### Dataset records
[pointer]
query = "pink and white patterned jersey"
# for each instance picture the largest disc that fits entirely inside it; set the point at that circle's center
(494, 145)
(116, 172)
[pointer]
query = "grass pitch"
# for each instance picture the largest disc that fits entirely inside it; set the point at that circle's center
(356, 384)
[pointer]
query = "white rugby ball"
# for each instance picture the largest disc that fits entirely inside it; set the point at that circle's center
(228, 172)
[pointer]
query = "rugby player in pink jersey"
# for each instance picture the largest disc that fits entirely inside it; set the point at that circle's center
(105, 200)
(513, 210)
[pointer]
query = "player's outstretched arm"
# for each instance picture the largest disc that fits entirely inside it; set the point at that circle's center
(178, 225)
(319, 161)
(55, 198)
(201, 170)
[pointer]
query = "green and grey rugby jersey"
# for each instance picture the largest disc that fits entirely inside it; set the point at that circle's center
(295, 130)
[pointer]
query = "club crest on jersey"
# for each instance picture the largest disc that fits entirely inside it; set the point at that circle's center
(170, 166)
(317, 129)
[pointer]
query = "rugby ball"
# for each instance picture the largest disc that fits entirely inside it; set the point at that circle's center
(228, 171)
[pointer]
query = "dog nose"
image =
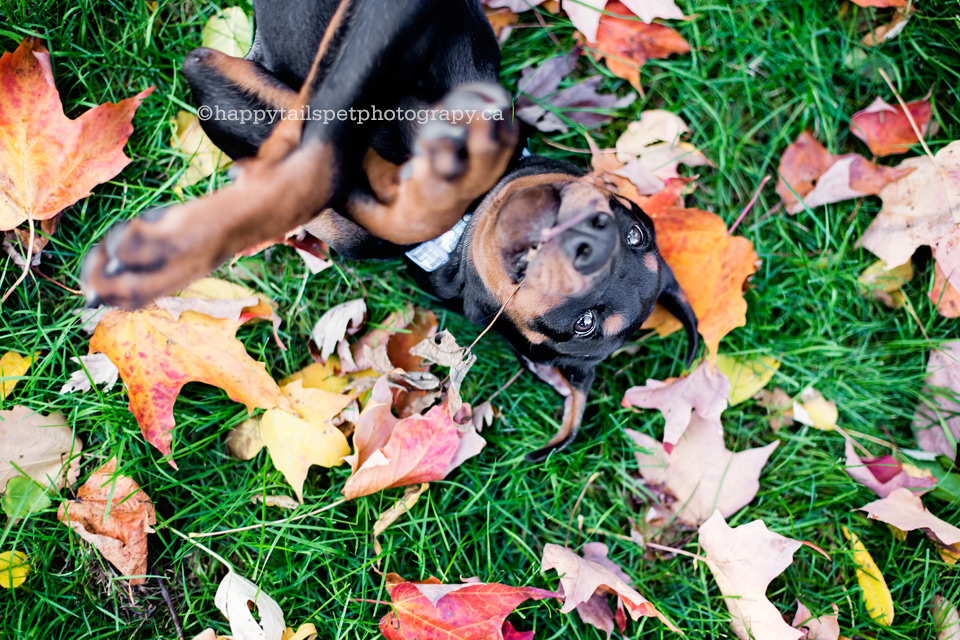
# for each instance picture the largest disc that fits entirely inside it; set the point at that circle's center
(589, 243)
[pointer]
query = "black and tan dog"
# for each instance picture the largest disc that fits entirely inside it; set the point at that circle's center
(574, 269)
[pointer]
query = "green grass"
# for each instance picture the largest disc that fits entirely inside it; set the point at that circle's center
(759, 74)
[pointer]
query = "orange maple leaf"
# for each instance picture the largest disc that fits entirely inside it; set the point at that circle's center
(157, 355)
(48, 161)
(710, 265)
(627, 43)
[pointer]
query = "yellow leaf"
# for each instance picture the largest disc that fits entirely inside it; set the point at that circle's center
(296, 443)
(747, 377)
(876, 596)
(12, 366)
(13, 569)
(302, 633)
(813, 410)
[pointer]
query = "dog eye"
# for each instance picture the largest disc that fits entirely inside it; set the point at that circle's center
(636, 236)
(585, 324)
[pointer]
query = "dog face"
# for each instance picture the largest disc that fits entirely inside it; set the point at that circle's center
(576, 268)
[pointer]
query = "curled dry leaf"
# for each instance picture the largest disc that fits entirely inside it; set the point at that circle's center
(391, 452)
(905, 511)
(627, 43)
(48, 161)
(234, 598)
(157, 355)
(43, 447)
(701, 473)
(811, 176)
(586, 581)
(711, 267)
(579, 102)
(920, 209)
(115, 515)
(655, 144)
(95, 369)
(876, 595)
(305, 436)
(430, 610)
(443, 350)
(703, 390)
(743, 561)
(885, 474)
(747, 376)
(886, 128)
(884, 285)
(334, 325)
(940, 401)
(826, 627)
(946, 619)
(12, 367)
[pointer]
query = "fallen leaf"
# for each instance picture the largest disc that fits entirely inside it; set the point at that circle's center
(946, 619)
(711, 267)
(442, 349)
(234, 598)
(944, 295)
(399, 508)
(48, 162)
(297, 441)
(23, 497)
(230, 31)
(12, 367)
(95, 369)
(703, 390)
(812, 409)
(890, 30)
(334, 325)
(656, 144)
(627, 43)
(541, 99)
(743, 561)
(876, 596)
(243, 441)
(940, 401)
(886, 128)
(391, 452)
(434, 611)
(594, 575)
(701, 473)
(905, 511)
(826, 627)
(157, 355)
(811, 176)
(43, 448)
(920, 209)
(884, 475)
(884, 285)
(747, 376)
(586, 15)
(114, 515)
(14, 569)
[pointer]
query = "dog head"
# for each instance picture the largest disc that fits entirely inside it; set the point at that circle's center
(573, 271)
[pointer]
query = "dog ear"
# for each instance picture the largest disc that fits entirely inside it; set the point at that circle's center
(675, 301)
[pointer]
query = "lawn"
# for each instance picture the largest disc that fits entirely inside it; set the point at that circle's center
(760, 73)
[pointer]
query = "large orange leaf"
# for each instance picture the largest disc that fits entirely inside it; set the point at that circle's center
(711, 267)
(432, 611)
(157, 355)
(48, 161)
(627, 43)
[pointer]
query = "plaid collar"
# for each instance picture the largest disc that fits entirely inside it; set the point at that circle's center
(433, 254)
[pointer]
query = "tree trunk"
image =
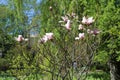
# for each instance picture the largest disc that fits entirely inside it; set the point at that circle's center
(115, 70)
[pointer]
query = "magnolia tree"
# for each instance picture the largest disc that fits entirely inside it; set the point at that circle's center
(68, 53)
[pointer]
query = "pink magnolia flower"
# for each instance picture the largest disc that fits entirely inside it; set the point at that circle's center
(49, 36)
(95, 32)
(81, 36)
(20, 38)
(67, 25)
(80, 27)
(46, 37)
(50, 8)
(64, 18)
(87, 20)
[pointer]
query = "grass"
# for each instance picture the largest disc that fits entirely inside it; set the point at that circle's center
(97, 75)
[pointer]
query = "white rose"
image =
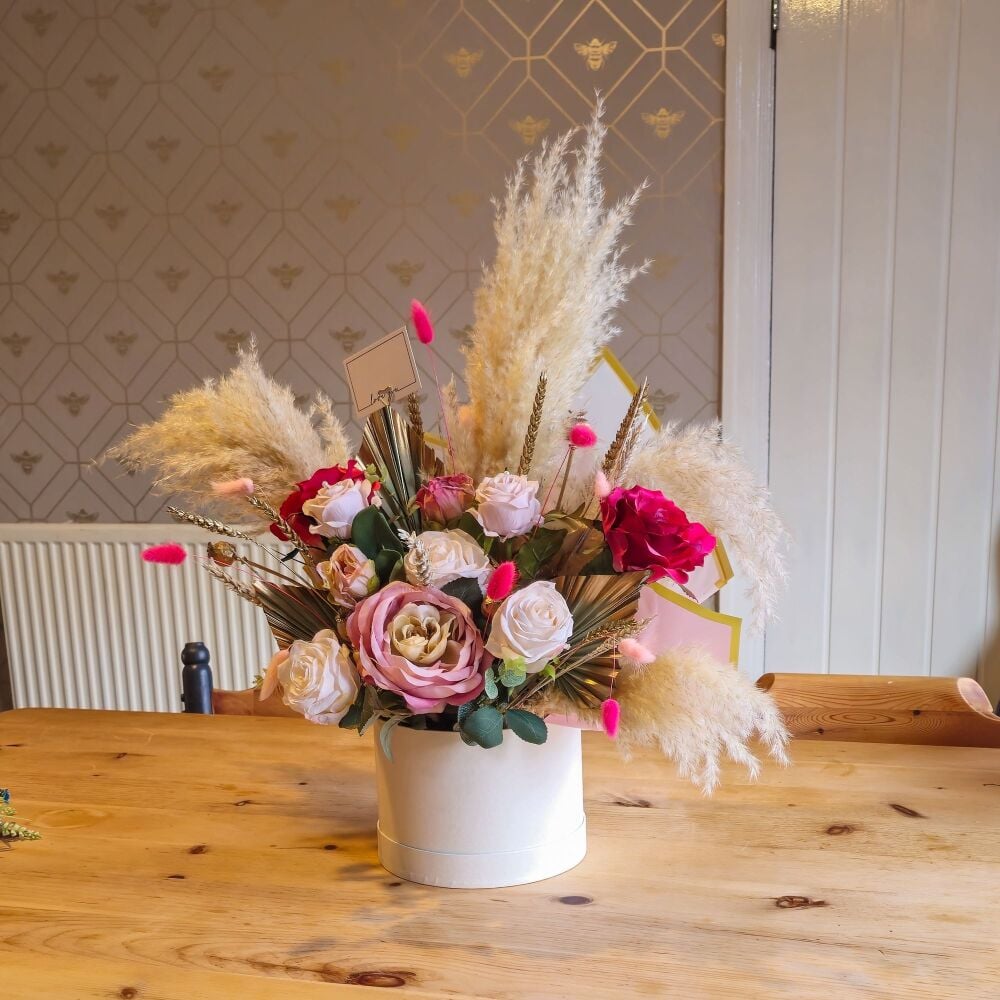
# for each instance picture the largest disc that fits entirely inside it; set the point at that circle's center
(534, 623)
(452, 555)
(318, 678)
(349, 575)
(335, 507)
(507, 505)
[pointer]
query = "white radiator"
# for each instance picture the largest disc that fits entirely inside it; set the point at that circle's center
(90, 625)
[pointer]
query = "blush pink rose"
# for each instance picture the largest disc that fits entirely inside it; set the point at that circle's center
(445, 498)
(645, 530)
(420, 643)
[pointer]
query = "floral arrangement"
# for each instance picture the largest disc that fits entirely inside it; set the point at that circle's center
(9, 830)
(491, 585)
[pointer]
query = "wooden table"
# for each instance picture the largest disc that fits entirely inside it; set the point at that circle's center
(197, 857)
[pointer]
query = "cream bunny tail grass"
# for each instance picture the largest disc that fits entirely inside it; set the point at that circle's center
(243, 425)
(696, 711)
(706, 476)
(545, 304)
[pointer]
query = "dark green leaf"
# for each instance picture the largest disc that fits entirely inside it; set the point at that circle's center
(484, 726)
(467, 591)
(491, 683)
(527, 725)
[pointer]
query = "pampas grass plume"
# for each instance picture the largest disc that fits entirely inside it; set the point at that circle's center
(168, 554)
(582, 436)
(421, 322)
(611, 713)
(501, 582)
(233, 488)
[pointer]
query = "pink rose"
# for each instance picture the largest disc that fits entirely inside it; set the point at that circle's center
(445, 498)
(291, 508)
(420, 643)
(645, 530)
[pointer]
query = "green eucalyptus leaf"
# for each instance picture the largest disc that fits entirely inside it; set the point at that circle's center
(491, 689)
(484, 726)
(385, 734)
(530, 727)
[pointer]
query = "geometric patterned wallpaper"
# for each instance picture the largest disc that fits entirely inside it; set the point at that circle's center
(176, 174)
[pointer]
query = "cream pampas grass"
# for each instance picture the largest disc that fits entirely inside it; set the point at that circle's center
(695, 710)
(544, 305)
(241, 426)
(706, 476)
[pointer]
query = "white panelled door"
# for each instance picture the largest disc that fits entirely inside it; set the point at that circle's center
(886, 335)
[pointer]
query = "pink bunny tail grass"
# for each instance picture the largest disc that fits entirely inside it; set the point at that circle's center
(421, 322)
(169, 554)
(501, 582)
(582, 436)
(611, 713)
(233, 488)
(635, 651)
(601, 485)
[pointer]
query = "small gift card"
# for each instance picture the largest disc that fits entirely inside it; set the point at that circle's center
(382, 372)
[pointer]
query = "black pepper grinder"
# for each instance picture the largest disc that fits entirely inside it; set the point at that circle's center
(196, 679)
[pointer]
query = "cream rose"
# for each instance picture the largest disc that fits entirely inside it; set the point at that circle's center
(335, 506)
(534, 623)
(507, 505)
(316, 678)
(452, 555)
(349, 575)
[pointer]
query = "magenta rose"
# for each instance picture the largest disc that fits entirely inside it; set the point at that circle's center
(645, 530)
(291, 509)
(445, 498)
(420, 643)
######
◆ What you should do
Search the records line by line for the word "orange" and copy every line where it appears.

◆ Exercise output
query = "orange maple leaf"
query = "large orange leaf"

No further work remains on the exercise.